## ФРАГМЕНТ ОБСУЖДЕНИЯ
▽

Как по мне, то это сомнительная идея.
Кроме Java нужно знать еще много вещей (базы данных, XML и т.д.).
И где гарантия, что преподаватель - действительно мастер своего дела, а не нахватавшийся по верхам дилетант? (без обид).

----------


## maxx™

*MOD: Курсы, преподавателей, обcуждайте сколько хотите, а вот набор в группу прекращайте.*

----------


## kivanchik

Народ! а чё - тема закрыта или куда переехала? На сей день темка очень актуальна

----------


## Phoenixxe

> Как по мне, то это сомнительная идея.
> Кроме Java нужно знать еще много вещей (базы данных, XML и т.д.).
> И где гарантия, что преподаватель - действительно мастер своего дела, а не нахватавшийся по верхам дилетант? (без обид).


 Мастер своего дела навряд ли будет учить Вас на курсах для новичков. Разве что ему хочется попрактиковаться в педагогике.

Ну а все знать не получится, да и не нужно.
К примеру, тем кто на GAE или микроустройствах 
знать аппсервера или хибернейт для баз данных необязательно.

----------


## Allann

> Мастер своего дела навряд ли будет учить Вас на курсах для новичков. Разве что ему хочется попрактиковаться в педагогике.


 +1
мастер своего дела возьмет не меньше чем зарабатывает на основной работе, а это минимум от 12-15 у.е. в час )
да и то, кому нужен напряг с подготовкой к лекциям, трата времени на дорогу, накладные расходы и пр. 
думаю если будет доход от курсов в 1,5 - 2 раза больше, чем на основной работе, то можно подумать и о преподавании

----------


## ASATOR

есть большое желание учиться, но пока нет базовых знаний, возьмёте? 743-44-58, 050-291-99-96

----------


## titans

"Мастер своего дела" захотел по 100 у.е с человека в день. Ищем дальше...

----------


## Phoenixxe

> "Мастер своего дела" захотел по 100 у.е с человека в день. Ищем дальше...


 такие занятия не ведутся группами по 50 человек
думаю, максимум 4

тем более не 8 часов, активных - 2-3

часовой рейт указан вполне адекватный

----------


## Sergeevich

Чтобы чему-то учиться- не обязательно ходить на курсы. Главное желание и настойчивость. Я списался с парнем с форума, который хотел изучать, а я вроде как наставник у него на добровольной основе... так что?! хватило его на неделю. Он купил 3 дорогущие книжки,и  пропал. 
Главное в обучении- это постановка задач+ помощь когда в полном тупике- для этого и нужен наствник (учитель).

----------


## Fallout

> Чтобы чему-то учиться- не обязательно ходить на курсы. Главное желание и настойчивость. Я списался с парнем с форума, который хотел изучать, а я вроде как наставник у него на добровольной основе... так что?! хватило его на неделю. Он купил 3 дорогущие книжки,и  пропал. 
> Главное в обучении- это постановка задач+ помощь когда в полном тупике- для этого и нужен наствник (учитель).

△

## ИСХОДНЫЕ ДАННЫЕ

▽

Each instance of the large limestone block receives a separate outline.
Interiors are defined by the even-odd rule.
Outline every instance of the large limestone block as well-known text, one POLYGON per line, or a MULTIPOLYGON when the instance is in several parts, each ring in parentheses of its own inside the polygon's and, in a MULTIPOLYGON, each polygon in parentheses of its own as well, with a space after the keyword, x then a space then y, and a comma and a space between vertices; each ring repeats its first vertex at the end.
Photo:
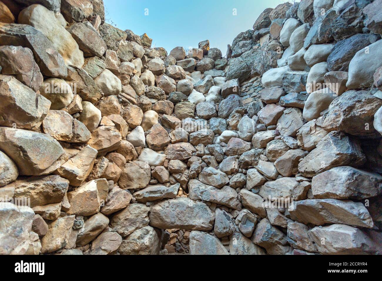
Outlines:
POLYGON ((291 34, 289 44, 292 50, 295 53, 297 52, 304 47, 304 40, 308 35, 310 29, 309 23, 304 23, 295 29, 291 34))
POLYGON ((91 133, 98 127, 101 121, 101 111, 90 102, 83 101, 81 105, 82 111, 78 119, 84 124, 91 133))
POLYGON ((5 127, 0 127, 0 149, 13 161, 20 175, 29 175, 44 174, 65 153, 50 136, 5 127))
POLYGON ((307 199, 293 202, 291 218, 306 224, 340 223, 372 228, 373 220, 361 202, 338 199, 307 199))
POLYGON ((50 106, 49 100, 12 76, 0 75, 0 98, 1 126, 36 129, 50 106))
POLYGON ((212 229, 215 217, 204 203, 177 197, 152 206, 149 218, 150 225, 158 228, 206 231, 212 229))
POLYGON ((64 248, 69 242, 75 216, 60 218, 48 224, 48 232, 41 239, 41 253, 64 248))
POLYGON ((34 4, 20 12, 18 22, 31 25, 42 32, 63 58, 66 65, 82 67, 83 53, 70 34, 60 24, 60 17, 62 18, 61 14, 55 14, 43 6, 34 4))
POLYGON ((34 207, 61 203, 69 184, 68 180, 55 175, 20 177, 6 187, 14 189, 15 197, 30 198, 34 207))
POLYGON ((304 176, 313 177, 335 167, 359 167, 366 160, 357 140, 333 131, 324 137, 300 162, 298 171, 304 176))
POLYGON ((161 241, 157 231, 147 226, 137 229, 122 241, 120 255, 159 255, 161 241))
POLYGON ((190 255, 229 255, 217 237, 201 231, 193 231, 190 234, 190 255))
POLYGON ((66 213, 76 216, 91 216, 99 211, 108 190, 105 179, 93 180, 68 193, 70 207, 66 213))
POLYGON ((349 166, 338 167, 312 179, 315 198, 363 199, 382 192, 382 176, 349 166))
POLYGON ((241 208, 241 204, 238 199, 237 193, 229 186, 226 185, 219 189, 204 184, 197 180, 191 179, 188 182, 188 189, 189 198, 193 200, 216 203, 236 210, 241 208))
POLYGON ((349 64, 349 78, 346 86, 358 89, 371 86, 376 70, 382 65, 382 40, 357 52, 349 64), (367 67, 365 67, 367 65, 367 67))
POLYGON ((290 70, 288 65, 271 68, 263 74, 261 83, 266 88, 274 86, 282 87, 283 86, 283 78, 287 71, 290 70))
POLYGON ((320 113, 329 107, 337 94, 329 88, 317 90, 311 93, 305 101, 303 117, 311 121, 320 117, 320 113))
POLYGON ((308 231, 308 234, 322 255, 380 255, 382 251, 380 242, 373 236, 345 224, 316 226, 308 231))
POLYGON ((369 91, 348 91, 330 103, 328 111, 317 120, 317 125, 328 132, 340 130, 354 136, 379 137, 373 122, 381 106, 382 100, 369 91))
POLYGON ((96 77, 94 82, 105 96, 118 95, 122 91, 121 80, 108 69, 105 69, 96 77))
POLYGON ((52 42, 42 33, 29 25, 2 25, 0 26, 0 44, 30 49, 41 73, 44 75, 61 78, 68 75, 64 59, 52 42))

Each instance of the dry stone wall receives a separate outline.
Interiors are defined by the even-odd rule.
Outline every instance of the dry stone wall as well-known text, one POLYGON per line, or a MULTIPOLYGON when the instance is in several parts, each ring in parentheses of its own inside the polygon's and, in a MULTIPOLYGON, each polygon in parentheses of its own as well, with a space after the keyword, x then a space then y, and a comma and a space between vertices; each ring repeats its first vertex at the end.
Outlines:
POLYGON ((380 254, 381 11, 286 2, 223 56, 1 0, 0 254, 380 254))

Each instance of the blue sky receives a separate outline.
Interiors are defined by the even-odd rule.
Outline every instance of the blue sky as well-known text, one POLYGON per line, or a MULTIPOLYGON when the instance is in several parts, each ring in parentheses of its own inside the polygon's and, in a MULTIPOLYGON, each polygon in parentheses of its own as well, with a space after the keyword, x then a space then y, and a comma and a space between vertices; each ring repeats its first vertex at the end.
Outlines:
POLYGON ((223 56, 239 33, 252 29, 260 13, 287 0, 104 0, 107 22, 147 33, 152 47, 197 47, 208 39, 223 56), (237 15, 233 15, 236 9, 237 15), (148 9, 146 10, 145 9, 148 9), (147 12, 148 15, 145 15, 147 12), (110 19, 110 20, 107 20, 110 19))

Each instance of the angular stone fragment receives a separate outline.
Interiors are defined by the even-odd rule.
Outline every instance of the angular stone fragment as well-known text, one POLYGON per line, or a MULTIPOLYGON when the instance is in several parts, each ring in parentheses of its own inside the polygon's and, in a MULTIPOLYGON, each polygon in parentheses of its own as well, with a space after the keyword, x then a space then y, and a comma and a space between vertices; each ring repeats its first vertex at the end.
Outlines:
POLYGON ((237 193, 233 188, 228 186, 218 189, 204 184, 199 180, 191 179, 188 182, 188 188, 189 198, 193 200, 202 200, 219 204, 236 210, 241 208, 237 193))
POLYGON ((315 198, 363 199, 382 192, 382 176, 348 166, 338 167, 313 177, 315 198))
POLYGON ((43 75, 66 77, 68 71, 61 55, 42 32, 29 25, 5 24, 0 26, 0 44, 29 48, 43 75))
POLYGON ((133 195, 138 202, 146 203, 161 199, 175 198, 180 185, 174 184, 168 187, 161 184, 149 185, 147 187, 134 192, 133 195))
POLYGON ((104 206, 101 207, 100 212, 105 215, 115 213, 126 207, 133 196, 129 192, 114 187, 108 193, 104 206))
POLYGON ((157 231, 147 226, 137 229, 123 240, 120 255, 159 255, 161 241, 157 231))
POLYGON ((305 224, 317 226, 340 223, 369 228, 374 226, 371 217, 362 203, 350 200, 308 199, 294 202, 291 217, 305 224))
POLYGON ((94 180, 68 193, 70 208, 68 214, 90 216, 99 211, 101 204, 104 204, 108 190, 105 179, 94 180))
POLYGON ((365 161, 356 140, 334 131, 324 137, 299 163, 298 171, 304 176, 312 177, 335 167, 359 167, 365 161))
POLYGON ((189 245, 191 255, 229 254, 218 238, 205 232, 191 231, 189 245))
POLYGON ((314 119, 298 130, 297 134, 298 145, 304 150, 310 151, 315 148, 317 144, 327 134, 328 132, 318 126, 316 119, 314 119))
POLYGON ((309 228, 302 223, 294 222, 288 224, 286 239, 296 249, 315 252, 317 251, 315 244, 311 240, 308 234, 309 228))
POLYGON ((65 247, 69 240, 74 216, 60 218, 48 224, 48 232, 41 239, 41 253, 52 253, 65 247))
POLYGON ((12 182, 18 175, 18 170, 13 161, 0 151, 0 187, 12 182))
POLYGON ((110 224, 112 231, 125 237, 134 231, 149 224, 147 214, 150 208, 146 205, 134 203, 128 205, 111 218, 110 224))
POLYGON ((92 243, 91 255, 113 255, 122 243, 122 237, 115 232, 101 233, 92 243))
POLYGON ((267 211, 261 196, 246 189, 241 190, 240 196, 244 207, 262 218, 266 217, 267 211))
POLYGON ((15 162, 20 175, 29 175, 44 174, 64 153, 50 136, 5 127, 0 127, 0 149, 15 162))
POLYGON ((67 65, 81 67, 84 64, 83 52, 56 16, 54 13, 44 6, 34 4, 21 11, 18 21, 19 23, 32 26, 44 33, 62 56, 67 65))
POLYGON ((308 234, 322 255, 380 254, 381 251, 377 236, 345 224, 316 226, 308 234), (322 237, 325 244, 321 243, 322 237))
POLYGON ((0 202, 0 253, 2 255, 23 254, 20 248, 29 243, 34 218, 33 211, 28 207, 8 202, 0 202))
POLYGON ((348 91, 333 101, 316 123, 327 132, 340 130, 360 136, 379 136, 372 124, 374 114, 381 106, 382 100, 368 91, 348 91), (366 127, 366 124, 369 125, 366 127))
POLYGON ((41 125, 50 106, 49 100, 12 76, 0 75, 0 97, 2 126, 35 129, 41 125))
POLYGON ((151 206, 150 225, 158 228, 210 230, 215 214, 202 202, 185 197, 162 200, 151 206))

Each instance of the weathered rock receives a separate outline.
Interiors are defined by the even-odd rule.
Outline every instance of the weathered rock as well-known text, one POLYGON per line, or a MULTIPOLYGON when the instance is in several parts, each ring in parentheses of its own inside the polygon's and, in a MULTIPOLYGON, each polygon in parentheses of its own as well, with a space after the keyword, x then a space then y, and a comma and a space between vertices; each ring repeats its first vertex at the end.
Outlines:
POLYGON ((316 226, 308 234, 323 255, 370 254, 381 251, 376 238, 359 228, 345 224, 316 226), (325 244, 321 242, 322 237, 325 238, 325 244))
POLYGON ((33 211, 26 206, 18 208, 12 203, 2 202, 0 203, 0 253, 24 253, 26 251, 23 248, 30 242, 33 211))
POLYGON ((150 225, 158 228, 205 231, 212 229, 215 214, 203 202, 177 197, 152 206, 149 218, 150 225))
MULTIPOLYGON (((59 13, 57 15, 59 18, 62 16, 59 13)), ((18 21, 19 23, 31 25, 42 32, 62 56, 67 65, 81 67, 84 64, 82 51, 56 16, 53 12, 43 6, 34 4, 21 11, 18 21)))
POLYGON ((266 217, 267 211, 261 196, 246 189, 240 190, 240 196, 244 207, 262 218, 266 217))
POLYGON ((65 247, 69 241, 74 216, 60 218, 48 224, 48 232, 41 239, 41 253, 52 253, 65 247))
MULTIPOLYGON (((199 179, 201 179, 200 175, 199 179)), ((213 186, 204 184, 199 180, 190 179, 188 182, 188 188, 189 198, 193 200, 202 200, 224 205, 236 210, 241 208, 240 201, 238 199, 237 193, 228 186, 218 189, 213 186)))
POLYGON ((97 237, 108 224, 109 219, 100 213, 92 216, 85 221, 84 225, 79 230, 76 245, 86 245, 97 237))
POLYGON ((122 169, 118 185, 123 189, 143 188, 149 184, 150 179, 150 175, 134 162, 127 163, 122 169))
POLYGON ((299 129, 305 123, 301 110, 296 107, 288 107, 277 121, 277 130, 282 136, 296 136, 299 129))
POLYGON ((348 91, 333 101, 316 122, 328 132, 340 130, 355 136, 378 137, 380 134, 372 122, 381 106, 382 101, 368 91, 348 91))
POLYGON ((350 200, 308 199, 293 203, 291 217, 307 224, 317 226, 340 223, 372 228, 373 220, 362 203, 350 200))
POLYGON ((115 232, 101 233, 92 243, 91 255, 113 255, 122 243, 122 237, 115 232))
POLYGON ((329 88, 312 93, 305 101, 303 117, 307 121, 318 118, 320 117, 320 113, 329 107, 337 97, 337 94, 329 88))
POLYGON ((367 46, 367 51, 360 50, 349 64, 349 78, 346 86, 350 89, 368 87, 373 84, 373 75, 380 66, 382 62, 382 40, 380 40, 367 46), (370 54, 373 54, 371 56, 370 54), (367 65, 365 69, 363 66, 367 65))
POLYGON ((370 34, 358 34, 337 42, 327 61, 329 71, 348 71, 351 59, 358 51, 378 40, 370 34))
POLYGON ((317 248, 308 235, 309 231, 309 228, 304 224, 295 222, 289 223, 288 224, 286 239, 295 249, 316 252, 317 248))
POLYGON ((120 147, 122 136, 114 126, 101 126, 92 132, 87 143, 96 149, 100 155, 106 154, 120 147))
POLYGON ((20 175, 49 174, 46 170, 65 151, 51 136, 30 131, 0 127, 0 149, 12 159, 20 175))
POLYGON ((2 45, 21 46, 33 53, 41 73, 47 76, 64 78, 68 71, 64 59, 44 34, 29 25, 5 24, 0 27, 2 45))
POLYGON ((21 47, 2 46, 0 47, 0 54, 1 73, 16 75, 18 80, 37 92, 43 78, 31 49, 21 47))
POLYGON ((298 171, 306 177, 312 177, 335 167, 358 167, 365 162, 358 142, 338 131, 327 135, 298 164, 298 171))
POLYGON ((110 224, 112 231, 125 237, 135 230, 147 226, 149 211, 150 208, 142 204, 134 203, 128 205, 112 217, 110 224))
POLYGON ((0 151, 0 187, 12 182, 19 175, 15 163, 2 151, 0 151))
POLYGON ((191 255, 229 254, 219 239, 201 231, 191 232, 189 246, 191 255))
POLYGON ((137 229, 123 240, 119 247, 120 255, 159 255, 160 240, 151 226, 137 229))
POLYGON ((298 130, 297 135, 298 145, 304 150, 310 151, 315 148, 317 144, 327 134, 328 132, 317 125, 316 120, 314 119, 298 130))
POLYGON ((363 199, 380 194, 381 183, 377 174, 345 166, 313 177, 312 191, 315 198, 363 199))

△
▽

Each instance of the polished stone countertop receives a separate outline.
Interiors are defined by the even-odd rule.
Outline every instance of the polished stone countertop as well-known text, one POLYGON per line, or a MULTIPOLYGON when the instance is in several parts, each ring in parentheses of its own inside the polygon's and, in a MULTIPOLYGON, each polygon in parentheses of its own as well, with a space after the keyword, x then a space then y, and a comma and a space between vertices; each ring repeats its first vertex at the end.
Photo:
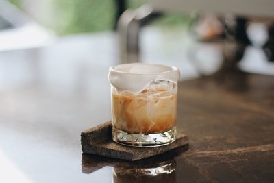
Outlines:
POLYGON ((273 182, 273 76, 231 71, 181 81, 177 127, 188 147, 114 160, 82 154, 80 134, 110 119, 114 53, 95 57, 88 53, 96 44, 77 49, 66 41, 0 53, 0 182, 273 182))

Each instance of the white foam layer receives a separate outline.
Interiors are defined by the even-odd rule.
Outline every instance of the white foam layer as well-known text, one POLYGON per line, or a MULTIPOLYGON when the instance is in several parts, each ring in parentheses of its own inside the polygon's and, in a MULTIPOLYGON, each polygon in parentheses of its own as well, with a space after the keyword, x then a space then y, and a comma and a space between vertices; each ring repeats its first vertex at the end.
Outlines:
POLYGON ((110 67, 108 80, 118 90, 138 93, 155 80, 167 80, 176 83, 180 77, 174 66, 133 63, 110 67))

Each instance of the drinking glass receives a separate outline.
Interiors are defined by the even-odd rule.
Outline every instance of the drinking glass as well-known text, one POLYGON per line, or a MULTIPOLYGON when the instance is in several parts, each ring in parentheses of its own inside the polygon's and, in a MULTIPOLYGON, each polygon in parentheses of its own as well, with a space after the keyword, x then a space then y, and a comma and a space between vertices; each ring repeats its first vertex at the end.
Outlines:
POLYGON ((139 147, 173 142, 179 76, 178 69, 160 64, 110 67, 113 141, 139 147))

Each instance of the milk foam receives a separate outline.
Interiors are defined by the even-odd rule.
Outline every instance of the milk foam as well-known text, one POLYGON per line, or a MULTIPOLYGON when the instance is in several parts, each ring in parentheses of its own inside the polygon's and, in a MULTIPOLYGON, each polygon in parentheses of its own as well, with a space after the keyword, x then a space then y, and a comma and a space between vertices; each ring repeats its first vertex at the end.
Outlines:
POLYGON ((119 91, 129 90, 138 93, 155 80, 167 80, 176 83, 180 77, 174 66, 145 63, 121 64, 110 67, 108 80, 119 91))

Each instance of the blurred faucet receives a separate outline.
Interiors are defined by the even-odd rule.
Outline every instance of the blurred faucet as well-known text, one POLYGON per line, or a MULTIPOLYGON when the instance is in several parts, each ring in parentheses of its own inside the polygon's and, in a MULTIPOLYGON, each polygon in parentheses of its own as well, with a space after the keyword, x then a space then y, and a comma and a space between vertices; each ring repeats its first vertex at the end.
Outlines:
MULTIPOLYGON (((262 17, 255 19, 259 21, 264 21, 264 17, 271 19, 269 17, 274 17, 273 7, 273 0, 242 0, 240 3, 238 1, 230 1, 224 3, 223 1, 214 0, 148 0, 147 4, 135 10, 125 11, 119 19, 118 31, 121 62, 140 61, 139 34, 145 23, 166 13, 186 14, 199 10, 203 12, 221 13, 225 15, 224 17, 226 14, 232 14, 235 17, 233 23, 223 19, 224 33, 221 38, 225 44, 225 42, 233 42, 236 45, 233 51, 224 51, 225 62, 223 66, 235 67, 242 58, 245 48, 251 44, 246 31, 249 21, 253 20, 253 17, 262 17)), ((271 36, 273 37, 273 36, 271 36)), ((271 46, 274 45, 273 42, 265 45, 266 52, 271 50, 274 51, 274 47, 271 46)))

△
▽

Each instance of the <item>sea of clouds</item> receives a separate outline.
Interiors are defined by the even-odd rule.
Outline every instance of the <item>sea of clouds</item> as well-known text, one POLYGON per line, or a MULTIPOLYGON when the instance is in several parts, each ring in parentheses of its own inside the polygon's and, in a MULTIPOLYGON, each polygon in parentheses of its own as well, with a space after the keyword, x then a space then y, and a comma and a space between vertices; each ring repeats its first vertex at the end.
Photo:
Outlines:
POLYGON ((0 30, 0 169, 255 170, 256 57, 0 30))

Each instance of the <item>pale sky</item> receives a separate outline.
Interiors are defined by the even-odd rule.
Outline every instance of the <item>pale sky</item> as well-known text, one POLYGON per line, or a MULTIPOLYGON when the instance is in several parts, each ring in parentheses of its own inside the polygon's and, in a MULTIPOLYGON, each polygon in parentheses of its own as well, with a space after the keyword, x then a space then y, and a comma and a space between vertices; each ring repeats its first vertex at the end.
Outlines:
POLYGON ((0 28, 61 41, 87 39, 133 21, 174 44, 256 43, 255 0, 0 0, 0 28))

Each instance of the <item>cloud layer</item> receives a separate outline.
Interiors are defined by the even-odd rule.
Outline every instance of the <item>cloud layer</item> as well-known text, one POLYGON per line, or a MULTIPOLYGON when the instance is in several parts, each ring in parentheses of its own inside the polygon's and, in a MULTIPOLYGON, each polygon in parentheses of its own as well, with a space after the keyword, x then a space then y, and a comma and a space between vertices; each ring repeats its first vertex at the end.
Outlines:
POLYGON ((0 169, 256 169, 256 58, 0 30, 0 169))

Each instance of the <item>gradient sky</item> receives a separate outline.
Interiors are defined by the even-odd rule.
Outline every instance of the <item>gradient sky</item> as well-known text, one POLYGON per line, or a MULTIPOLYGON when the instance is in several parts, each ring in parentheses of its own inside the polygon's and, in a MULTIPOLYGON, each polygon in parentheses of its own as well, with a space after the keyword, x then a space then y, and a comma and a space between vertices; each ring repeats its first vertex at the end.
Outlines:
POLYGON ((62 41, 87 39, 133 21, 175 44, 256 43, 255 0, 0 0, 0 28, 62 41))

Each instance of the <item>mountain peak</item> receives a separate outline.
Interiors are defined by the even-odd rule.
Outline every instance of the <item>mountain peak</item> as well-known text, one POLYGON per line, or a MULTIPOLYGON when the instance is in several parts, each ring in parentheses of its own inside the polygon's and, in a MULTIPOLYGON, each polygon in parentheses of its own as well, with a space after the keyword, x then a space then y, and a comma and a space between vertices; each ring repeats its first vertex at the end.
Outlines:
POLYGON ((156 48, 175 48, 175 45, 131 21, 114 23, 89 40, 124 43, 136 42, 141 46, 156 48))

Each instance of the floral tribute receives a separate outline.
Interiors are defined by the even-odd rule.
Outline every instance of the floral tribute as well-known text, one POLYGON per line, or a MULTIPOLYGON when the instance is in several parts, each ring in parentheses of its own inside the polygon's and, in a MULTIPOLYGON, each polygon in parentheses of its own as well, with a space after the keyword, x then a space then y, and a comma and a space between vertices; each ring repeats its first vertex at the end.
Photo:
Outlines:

△

## ЗАДАНИЯ
a) Сколько, по словам участника titans во фрагменте обсуждения, запросил «мастер своего дела»?
b) Преобразуйте в таблицу Markdown с колонками «№» и «Строка» строки записей от строки с «Each instance of the milk» до строки с «POLYGON ((119 91, 129» включительно, пропустив пустые строки.
Фрагмент обсуждения и записи никак не связаны между собой.

## ОТВЕТЫ К ЗАДАНИЯМ
a) По 100 у.е. с человека в день.

b)
| № | Строка |
|---|---|
| 1 | Each instance of the milk foam receives a separate outline. |
| 2 | Interiors are defined by the even-odd rule. |
| 3 | Outline every instance of the milk foam as well-known text, one POLYGON per line, or a MULTIPOLYGON when the instance is in several parts, each ring in parentheses of its own inside the polygon's and, in a MULTIPOLYGON, each polygon in parentheses of its own as well, with a space after the keyword, x then a space then y, and a comma and a space between vertices; each ring repeats its first vertex at the end. |
| 4 | Outlines: |
| 5 | POLYGON ((119 91, 129 90, 138 93, 155 80, 167 80, 176 83, 180 77, 174 66, 145 63, 121 64, 110 67, 108 80, 119 91)) |